PASSAGE PROVIDED –
Gulfstream IV / G400
Gulfstream GIV.
Role Business jet
Manufacturer Gulfstream Aerospace
Status Active service
Primary users United States Air Force
United States Army
United States Navy
Produced 535+ [1]
Unit cost $36 million (1998 constant dollars)
Developed from Gulfstream III
Variants Gulfstream V
Gulfstream G350/G450

The Gulfstream IV (or G-IV) and derivatives are a family of private jet aircraft produced by Gulfstream Aerospace, a General Dynamics company based in Savannah, Georgia, United States. The G-IV ceased production in 2003.


Design and development

The G-IV entered into service with serial number 1000 in 1987 and was upgraded to the G IV-SP at serial number 1214 in 1993. It was later redesignated G400 at serial number 1500.[2] A short-ranged variant was created based on the original G-IV and designated the G300. With introduction of the G500/G550 (a upgrade to the G-V), the G-IV received an upgrade based on the newly created G550. This created the G450 and its short-ranged variant the G350.

The Gulfstream G400 has a large cabin, long range of 4,350 nautical miles (8,060 km) and the same comfort and design that characterize the G series. Typical cruise height and speed are 45,000 ft and Mach 0.88. Earlier models were fitted with Honeywell's SPZ 8000 Avionics package. The SPZ 8400 Avionics Package was an option, becoming standard on later models . It costs about $15 million at 2009 prices.[2] The replacement for this jet, the G450, has better performance and comes with Honeywell's next generation Primus Epic Avionic Suite, a Honeywell Visual Guidance System (an advanced HUD), the Gulfstream Enhanced Vision System (EVS) and Goodrich Electronic Standy Instruments.

Records from a point labeling set
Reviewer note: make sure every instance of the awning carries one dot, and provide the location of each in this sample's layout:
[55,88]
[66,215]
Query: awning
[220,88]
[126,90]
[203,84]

STATED TASK A – For each statement below, state whether it agrees with the Gulfstream IV passage. Answer yes or no and quote the words of the passage that decide it. (i) Production of the G-IV ended in 2003. (ii) The G300 was created as a longer-ranged variant of the original G-IV. (iii) The typical cruise speed is Mach 0.88.
STATED TASK B – Extend the Gulfstream IV passage beyond its last sentence, keeping to its formal encyclopedic tone.

WRITTEN REPLY A –
(i) Yes: "The G-IV ceased production in 2003."
(ii) No: "A short-ranged variant was created based on the original G-IV and designated the G300."
(iii) Yes: "Typical cruise height and speed are 45,000 ft and Mach 0.88."

WRITTEN REPLY B –
The U.S. military variant of the IV, designated C-20F/G/H/J Gulfstream IV in Department of Defense service.[3] The C-20F is a G IV model operated by the U.S. Army in a command/executive transport role. The C-20G aircraft[4] may be configured for cargo operations, 26 passenger operations or combinations of the two. With passengers seats removed, it may be configured as three pallets with no passengers or two pallets and eight passengers or one pallet and fourteen passengers. With full seating, the aircraft is capable of accommodating up to twenty-six passengers and a crew of four. A hydraulically-operated cargo door is installed on the starboard side of the aircraft, and a ball roller cargo floor is capable of accommodating palletized cargo. C-20G aircraft are operated by Fleet Logistics Support Squadron Four Eight (VR-48) and Marine Air Support Detachment (MASD) at Naval Air Facility, Andrews Air Force Base, Washington, DC and at Fleet Logistics Support Wing Detachment, Marine Corps Base Hawaii. The C-20H are G IV-SP models operated by the U.S. Air Force in a command/executive transport role. The C-20J is a G IV-SP model operated by the U.S. Army in a command/executive transport role.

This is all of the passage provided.